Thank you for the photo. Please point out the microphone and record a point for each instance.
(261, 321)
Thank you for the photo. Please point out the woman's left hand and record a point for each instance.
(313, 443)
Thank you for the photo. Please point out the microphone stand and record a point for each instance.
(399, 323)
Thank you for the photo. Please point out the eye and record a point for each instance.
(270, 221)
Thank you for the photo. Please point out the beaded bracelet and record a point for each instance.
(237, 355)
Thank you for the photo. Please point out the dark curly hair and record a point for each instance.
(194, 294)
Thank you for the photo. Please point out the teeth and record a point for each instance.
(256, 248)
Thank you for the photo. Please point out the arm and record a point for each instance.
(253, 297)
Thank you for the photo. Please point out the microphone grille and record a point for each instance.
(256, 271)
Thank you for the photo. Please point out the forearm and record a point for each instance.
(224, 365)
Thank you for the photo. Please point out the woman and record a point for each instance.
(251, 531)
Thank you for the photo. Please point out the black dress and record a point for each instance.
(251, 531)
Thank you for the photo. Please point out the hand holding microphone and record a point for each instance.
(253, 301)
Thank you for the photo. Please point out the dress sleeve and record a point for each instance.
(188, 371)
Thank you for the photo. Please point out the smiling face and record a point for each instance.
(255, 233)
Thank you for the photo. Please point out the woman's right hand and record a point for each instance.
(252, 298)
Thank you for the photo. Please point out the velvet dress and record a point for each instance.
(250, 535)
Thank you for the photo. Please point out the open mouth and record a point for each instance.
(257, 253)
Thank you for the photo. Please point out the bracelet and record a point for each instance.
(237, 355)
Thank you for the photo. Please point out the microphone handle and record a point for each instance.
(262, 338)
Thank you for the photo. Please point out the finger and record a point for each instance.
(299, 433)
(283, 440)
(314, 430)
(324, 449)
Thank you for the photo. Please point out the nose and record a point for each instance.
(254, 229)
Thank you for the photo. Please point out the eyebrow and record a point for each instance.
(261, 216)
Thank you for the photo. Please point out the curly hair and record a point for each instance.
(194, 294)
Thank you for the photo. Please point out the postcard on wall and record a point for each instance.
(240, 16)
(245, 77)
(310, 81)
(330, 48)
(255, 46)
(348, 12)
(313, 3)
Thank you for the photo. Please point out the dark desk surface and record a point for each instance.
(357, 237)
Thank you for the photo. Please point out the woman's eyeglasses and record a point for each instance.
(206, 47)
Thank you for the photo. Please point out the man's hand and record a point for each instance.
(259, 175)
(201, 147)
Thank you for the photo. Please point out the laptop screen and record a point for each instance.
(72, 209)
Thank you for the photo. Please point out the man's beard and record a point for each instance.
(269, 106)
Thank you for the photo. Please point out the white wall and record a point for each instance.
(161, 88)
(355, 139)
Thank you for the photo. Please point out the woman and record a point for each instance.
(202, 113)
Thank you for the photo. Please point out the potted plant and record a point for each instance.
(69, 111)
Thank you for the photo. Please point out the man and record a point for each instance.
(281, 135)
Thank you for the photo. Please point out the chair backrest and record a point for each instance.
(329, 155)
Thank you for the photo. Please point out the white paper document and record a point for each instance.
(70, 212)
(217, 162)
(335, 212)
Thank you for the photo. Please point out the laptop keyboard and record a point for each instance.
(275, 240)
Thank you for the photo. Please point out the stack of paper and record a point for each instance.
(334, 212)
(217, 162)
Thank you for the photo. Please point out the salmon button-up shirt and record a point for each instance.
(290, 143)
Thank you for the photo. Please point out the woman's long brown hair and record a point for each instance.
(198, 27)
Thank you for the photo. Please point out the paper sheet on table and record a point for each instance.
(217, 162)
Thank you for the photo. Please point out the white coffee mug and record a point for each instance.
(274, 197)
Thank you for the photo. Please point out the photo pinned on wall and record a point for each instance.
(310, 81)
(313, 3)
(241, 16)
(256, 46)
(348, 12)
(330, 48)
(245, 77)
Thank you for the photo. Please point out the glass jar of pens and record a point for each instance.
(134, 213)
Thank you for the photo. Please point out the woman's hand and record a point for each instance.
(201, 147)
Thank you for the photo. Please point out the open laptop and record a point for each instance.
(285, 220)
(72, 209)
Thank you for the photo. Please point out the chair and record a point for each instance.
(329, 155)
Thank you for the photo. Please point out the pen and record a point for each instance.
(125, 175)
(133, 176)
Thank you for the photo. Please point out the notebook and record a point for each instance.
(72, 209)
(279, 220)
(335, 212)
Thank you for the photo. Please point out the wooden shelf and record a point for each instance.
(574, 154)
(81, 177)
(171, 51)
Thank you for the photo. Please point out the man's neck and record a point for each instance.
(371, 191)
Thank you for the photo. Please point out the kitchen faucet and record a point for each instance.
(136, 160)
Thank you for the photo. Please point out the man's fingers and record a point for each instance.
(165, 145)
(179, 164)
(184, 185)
════════════════════
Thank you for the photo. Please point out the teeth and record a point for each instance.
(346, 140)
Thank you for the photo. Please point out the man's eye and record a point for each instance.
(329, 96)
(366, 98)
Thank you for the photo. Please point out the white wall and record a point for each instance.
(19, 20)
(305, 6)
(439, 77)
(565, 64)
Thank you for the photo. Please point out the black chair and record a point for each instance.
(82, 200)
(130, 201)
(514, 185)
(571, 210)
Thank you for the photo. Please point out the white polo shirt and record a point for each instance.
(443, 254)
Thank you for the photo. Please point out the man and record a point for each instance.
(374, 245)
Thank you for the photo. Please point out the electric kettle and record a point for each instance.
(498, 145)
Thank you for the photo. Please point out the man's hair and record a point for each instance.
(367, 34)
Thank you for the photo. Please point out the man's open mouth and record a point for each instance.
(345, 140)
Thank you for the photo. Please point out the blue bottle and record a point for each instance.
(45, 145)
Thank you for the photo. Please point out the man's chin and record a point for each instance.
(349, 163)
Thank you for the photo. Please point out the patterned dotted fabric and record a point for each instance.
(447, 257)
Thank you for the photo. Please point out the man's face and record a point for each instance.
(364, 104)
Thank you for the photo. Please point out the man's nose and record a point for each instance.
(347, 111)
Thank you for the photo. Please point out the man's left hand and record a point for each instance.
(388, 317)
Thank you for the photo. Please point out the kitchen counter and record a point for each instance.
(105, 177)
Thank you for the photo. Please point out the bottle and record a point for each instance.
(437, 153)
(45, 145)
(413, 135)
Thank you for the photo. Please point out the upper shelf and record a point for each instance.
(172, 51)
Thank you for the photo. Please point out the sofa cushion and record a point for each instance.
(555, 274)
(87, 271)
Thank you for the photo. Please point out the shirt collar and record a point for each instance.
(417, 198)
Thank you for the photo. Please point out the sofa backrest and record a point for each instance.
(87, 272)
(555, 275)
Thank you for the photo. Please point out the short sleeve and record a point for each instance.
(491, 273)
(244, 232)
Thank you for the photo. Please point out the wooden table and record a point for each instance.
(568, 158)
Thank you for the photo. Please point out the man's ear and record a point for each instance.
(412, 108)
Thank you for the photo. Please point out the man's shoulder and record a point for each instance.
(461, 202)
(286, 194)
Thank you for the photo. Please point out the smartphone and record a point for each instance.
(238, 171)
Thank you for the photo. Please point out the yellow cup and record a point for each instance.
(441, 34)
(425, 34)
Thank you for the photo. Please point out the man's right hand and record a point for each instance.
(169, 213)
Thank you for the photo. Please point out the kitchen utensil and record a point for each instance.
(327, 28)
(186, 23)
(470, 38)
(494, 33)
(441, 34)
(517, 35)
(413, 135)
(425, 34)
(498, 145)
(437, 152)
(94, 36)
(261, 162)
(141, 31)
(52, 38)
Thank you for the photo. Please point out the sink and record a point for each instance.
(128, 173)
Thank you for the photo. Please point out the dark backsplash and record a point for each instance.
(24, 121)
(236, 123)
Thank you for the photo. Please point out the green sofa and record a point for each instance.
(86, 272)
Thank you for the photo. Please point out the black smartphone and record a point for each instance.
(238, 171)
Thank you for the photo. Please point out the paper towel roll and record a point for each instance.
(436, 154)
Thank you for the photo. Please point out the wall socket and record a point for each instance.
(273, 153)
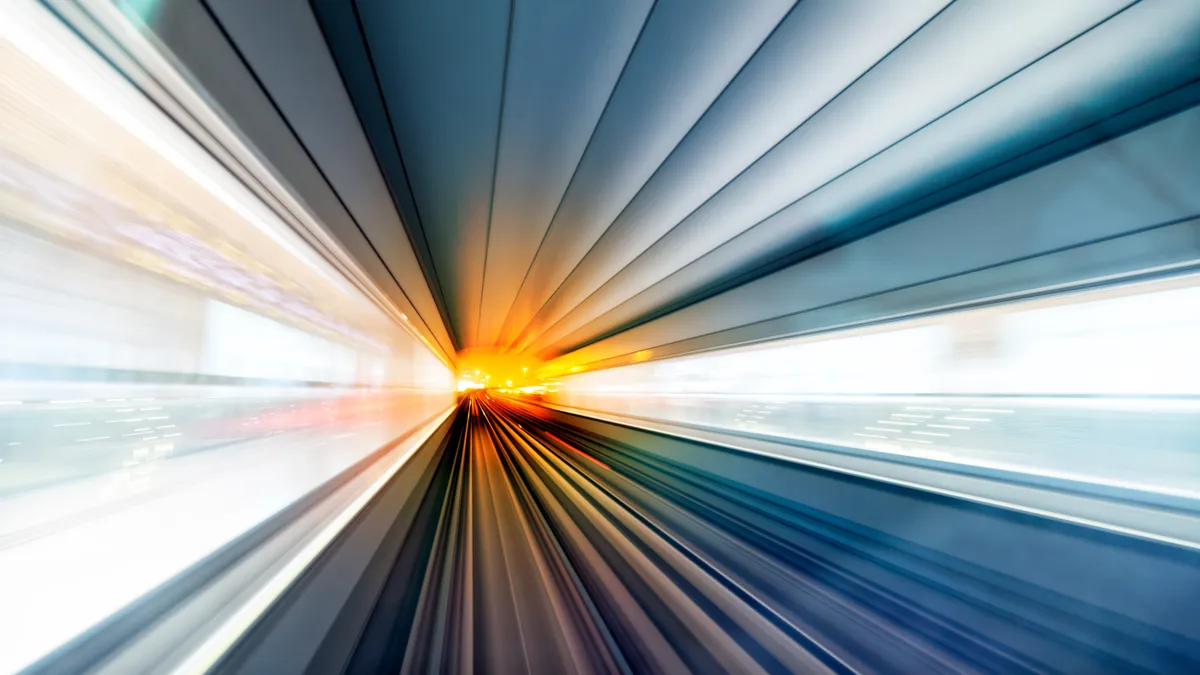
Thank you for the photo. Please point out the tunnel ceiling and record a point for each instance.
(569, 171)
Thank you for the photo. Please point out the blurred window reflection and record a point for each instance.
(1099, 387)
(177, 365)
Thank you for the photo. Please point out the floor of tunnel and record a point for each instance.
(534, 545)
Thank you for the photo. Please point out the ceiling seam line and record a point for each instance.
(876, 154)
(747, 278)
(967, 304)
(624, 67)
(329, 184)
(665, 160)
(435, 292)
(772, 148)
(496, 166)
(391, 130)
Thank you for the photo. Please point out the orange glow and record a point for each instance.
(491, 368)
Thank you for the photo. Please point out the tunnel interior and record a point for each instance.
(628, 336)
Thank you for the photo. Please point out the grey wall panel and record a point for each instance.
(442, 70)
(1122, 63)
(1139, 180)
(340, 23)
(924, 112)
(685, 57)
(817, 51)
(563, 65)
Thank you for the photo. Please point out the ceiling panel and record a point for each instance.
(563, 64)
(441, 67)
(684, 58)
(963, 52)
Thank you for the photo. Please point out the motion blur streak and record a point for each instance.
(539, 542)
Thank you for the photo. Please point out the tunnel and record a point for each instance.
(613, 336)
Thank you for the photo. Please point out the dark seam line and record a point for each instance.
════════════════════
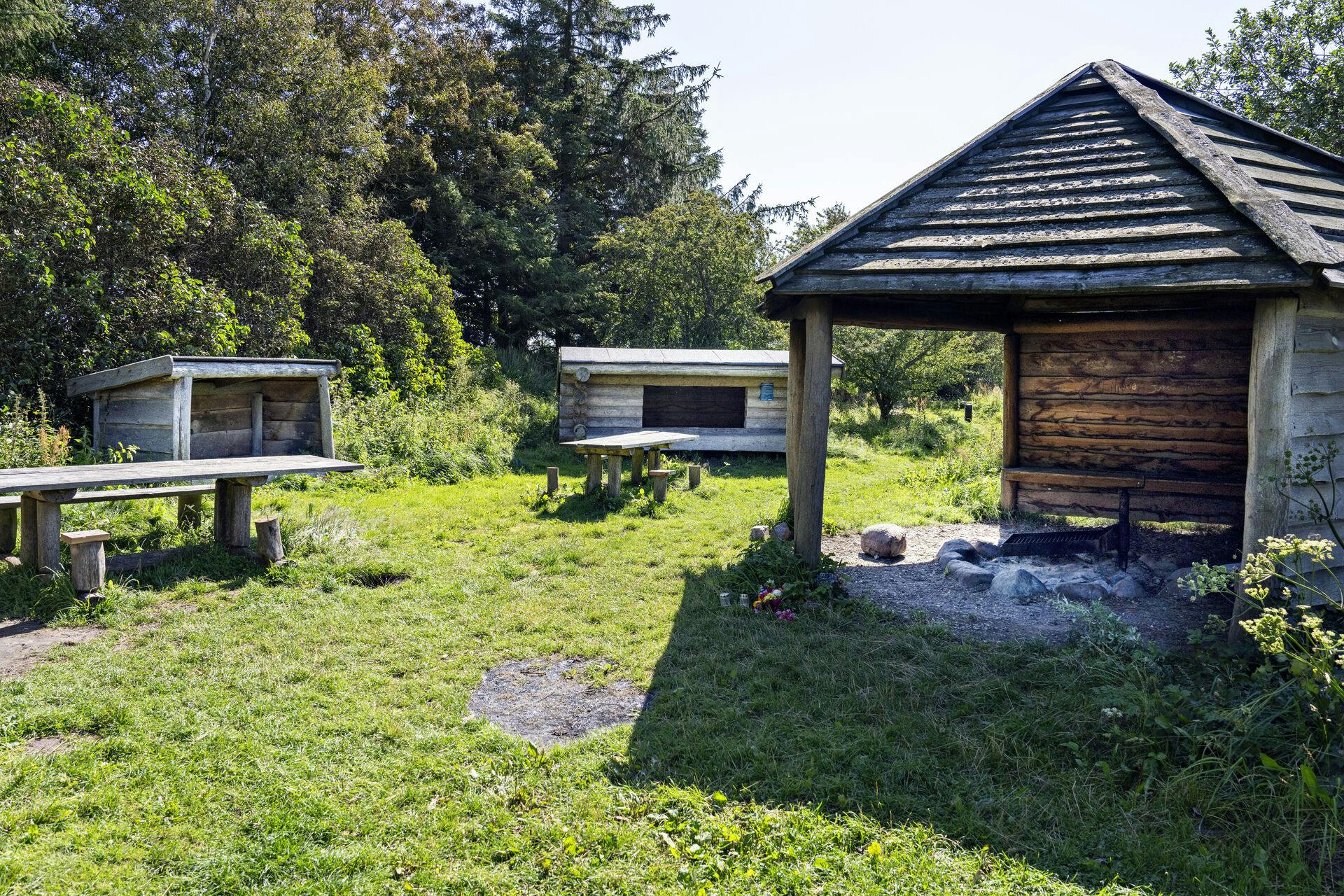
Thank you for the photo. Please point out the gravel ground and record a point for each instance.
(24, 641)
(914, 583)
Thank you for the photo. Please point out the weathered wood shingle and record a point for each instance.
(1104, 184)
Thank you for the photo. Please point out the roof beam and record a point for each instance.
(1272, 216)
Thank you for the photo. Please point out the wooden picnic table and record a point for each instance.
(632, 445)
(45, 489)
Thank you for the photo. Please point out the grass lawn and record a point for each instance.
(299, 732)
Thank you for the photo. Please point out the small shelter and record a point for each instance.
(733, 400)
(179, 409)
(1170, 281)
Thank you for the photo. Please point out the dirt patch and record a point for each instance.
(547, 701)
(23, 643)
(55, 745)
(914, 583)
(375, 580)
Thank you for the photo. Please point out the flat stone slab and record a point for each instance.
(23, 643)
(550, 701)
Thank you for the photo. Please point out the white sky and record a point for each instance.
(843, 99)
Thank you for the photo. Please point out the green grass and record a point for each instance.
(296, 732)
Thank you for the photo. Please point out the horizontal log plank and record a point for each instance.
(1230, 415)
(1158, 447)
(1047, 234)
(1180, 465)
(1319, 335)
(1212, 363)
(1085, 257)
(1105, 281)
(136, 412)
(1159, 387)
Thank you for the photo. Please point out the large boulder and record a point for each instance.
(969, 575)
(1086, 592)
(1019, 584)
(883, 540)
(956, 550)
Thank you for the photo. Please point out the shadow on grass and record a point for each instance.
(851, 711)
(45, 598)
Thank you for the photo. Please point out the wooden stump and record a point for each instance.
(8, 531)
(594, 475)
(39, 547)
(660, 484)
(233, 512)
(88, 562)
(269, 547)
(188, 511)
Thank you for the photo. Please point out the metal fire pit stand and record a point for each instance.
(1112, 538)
════════════════════
Objective: Collect every line from the items above that contains the word "table". Treat uppercase and lowercase letters as different.

Written solution:
Thank you for the photo. Please point out the paper sheet on table and record a point for each instance.
Thank you for the photo. Please point out the wooden table and record a point for each instance.
Thank you for the photo. Please point out the wooden picnic table and record a point for each instance.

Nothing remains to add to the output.